* _What you need to do_: Continue the lecture notes on programming-language syntax, starting right after their last sentence.

* _Quoted passage_:
Syntax 1

Learning objectives

Students should be able to:

Give examples of syntax-related language design choices,
Given some example programs, propose a grammar,
Given a grammar, write some programs.

Intro

When you build a language, the first thing that your language users will see is the syntax; the way that programs are written down.

We need to figure out how to specify what strings correspond to valid programs.

What is syntax?

The form of programs–how programs can be written as text
There is a rich literature about syntax, and lots of tools for manipulating it
- See lexing, parsing, formal languages, grammars
- Unfortunately, a lot of this literature exists because we have good formalisms for thinking about syntax, so it's a case of looking where there is light

The syntax design space

We'll start thinking about syntax by looking at some of the options that language designers have when building a syntax for their language.
Here's a recursive factorial program written in Python¹:

def factorial(n):
  if n == 0:
    return 1
  return n * factorial(n - 1)

And here's the same program written in C:

int factorial(int n) {
  return n == 0 ? 1 : n * factorial(n - 1);
}

These two programs have different runtime behavior of course, but what do you notice about their syntax? What are some of the design choices that differ between the two languages?
- Python uses whitespace to denote nesting and C uses curly brackets.
- C requires semicolons to end lines; Python requires the programmer to add a linebreak.
- In C, we're using a ternary if-then-else and in Python we're using a block based if-then.
- C requires us to write down types for the function inputs and output, but we'll skip over that for now.
What are some of the similarities?
- Both languages use infix operators for comparison and arithmetic.
- Function calls are written $f(x)$ and require parentheses around the arguments.
Why might we prefer one syntax over the other?
- People often describe Python syntax as "readable" or "natural." Do you find one of these programs to be more readable? Which one?
Here's a factorial program written in Fortran. Are its syntactic choices more similar to C or to Python?

INTEGER RECURSIVE FUNCTION FACTORIAL(X) RESULT(ANS)
  INTEGER, INTENT(IN) :: X

  IF (X == 0) THEN
    ANS = 1
  ELSE
    ANS = X * FACTORIAL(X-1)
  END IF
END FUNCTION FACTORIAL

I would say C, because it uses delimiters to define blocks, but it's using a block-based if-then-else construct that looks a bit like our Python code.
What are some of the new syntactic choices that we can see in this code?
- We have a new way to delimit blocks: using keywords like END IF. We also have to write the name of the function after END FUNCTION.
- We have a new way to return from functions: using designated return parameters. In this case, we return a value from the function by assigning it to ANS.
- We now have to explicitly call out that our function is recursive.
Moving a little farther afield, this version is written in Common Lisp:

(defun factorial (n)
  (if (= n 0) 1 (* n (factorial (1- n))))

We have a ternary if-then-else that looks a bit like the C version. We're using parentheses to delimit everything—blocks, function calls, expressions.
We're using prefix notation instead of infix notation for our arithmetic operators. That is, instead of writing x + 1, we write (+ x 1).

* _Items_:
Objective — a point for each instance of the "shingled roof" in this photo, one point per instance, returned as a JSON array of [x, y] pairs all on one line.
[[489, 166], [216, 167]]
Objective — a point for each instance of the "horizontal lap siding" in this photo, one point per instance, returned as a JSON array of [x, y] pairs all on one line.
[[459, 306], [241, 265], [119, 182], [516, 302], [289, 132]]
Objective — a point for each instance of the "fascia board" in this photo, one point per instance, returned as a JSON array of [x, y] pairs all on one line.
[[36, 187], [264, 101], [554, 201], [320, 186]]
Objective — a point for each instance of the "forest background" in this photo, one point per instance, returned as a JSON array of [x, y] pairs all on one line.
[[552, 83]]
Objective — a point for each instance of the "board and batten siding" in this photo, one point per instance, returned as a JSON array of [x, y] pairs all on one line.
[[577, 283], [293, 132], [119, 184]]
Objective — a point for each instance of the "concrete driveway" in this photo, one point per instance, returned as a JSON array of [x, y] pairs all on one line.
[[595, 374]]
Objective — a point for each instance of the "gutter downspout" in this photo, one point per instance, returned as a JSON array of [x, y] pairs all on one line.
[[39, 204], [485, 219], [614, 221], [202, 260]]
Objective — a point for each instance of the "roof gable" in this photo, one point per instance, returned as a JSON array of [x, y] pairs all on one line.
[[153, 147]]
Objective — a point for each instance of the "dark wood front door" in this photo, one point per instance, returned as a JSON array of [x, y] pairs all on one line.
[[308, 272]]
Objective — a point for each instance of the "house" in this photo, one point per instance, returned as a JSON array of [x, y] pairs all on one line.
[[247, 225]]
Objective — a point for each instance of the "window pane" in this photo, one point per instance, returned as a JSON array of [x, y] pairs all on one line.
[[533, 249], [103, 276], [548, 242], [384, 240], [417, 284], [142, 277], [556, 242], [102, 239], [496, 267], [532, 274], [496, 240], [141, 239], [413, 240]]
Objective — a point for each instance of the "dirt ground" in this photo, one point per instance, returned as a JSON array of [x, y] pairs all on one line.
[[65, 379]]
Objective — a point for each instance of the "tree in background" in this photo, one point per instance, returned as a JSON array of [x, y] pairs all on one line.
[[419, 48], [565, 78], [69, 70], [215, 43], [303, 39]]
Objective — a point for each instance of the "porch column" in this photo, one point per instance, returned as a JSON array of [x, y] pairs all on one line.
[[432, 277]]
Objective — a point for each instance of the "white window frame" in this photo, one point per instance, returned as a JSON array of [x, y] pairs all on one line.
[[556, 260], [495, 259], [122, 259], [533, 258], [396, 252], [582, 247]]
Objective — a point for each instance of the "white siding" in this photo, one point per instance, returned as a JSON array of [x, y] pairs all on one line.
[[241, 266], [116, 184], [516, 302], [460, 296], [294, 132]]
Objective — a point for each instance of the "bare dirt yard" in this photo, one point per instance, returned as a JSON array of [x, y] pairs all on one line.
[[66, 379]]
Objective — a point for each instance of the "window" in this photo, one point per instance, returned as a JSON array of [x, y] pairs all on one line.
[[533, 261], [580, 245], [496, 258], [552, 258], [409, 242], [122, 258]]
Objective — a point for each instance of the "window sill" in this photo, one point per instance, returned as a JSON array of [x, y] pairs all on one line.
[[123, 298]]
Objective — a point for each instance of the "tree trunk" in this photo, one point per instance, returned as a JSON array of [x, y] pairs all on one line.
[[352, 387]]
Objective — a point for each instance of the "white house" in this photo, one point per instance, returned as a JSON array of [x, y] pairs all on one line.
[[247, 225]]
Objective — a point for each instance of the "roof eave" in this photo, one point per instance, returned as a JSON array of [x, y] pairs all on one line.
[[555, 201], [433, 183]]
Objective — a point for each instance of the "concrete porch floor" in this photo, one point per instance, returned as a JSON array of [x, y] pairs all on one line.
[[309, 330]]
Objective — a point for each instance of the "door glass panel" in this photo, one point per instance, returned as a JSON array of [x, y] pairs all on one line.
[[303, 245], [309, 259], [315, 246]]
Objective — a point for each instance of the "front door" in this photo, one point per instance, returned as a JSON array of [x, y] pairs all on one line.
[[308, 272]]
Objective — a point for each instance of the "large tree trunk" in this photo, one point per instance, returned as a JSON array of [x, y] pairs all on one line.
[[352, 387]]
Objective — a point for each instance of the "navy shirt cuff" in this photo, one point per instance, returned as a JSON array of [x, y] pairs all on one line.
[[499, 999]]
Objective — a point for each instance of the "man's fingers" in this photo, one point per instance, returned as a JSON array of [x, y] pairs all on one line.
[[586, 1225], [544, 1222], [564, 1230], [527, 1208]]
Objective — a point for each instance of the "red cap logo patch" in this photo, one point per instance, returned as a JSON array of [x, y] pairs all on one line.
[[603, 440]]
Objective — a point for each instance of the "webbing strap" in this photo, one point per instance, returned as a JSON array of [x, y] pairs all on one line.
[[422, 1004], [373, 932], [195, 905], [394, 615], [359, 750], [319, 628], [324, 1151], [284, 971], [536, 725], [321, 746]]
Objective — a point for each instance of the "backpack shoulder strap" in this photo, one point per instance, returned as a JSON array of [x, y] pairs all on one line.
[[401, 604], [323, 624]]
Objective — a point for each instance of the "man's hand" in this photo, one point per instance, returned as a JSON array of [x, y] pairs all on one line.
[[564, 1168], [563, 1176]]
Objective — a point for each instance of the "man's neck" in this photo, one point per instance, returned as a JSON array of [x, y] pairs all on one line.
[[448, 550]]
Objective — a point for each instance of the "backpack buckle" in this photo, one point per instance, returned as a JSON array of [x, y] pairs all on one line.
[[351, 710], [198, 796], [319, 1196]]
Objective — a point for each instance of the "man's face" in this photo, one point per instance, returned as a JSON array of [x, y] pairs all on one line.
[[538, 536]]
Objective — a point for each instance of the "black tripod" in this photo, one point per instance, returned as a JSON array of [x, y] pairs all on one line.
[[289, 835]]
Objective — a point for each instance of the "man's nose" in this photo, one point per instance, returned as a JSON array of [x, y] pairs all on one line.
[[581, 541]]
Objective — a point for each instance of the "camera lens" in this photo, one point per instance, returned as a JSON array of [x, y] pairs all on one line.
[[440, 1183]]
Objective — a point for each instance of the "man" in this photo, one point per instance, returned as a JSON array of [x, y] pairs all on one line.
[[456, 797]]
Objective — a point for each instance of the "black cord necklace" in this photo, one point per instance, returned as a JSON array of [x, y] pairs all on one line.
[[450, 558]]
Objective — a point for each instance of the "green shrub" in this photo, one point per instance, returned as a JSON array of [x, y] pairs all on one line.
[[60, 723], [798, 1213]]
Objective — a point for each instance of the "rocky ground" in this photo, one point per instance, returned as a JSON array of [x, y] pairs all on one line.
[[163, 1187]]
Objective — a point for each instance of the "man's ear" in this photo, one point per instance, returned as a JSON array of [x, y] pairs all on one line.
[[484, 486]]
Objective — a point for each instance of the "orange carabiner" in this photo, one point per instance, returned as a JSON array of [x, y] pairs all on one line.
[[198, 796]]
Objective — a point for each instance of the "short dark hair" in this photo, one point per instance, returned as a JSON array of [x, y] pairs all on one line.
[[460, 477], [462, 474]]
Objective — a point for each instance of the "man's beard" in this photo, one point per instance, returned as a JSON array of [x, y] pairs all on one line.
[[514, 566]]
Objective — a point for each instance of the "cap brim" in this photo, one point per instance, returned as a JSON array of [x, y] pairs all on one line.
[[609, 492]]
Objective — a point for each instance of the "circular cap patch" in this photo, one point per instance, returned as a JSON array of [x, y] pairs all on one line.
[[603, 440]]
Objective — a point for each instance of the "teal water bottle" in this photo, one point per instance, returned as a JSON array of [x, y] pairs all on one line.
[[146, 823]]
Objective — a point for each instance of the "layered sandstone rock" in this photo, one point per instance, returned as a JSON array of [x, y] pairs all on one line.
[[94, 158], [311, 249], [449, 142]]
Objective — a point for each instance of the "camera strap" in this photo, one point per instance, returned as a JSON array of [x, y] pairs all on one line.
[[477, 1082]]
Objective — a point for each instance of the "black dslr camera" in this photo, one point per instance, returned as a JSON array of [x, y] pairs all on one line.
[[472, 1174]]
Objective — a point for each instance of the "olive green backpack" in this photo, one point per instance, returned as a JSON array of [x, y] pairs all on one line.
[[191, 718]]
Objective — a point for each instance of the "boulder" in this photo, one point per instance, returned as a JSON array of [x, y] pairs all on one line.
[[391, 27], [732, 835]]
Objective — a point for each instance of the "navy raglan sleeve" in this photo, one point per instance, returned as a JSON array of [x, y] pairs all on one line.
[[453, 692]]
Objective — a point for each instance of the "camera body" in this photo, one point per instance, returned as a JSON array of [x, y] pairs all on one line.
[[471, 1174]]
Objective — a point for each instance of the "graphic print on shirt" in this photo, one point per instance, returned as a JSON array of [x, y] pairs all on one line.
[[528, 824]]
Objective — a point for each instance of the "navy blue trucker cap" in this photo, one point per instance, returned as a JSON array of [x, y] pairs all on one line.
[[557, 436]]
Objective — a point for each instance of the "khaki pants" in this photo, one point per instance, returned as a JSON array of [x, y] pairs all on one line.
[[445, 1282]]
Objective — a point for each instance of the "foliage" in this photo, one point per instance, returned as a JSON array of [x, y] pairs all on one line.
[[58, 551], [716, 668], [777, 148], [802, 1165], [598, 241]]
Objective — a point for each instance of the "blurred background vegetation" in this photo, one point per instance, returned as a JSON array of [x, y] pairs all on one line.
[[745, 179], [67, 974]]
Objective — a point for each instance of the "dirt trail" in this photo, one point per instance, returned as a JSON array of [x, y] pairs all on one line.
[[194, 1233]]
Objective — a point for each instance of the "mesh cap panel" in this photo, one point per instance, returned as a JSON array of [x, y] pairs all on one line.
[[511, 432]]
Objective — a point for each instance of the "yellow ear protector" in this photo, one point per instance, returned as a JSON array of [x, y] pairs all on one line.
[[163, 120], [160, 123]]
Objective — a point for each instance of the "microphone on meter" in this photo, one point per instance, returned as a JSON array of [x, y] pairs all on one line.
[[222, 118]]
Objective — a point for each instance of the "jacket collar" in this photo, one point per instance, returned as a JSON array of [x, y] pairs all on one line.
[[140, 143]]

* _Task response_:
Look closely at the recursive call. The argument might look like 1 - n, but it isn't! 1- is actually a unary decrement operator! This hints at another syntactic choice: Common Lisp is very flexible about letting us write function and variable names that have symbols in them.
- Was this a good decision for Common Lisp? On one hand, it's potentially confusing to have symbols in variable names. On the other hand, maybe we should try to give programmers as much flexibility as possible.
Finally, let's look at a Haskell example:

factorial :: Integer -> Integer
factorial 0 = 1
factorial n = n * (factorial $ n - 1)

This looks pretty different from the other programs that we've seen so far. What are some of the key differences?
We're splitting the program definition into multiple clauses. Instead of the if-then-else structure that we saw in the other programs, we have one clause that handles the $n = 0$ case and one clause that handles $n \neq 0$.
Function applications look pretty different. We don't need parentheses around the arguments anymore, and we have this strange $ operator in there. The $ operator means "apply," so f $ x should be read as "apply function f to argument x." (We could also write factorial $ n - 1 as factorial (n - 1), which looks a lot more like the function call syntax we're used to.)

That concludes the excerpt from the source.